Point localization data
----------------------------------------
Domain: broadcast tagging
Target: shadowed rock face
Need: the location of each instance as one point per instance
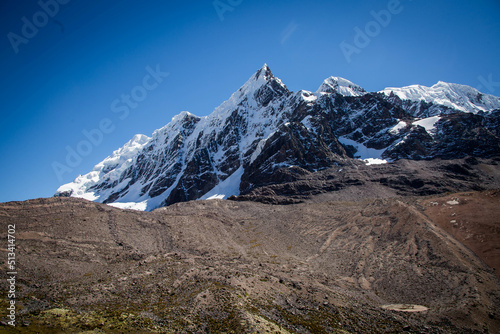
(266, 129)
(222, 266)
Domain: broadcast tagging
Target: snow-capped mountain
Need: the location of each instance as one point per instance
(446, 98)
(265, 134)
(341, 86)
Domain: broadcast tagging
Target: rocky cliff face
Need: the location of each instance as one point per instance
(265, 134)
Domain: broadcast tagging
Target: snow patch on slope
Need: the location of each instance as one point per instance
(227, 188)
(429, 123)
(341, 86)
(455, 96)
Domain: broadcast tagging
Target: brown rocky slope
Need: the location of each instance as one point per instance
----------------------------------------
→ **About this task**
If a line of the data contains "face", copy it out.

→ **Response area**
Target: shadowed rock face
Target: rocky cliff face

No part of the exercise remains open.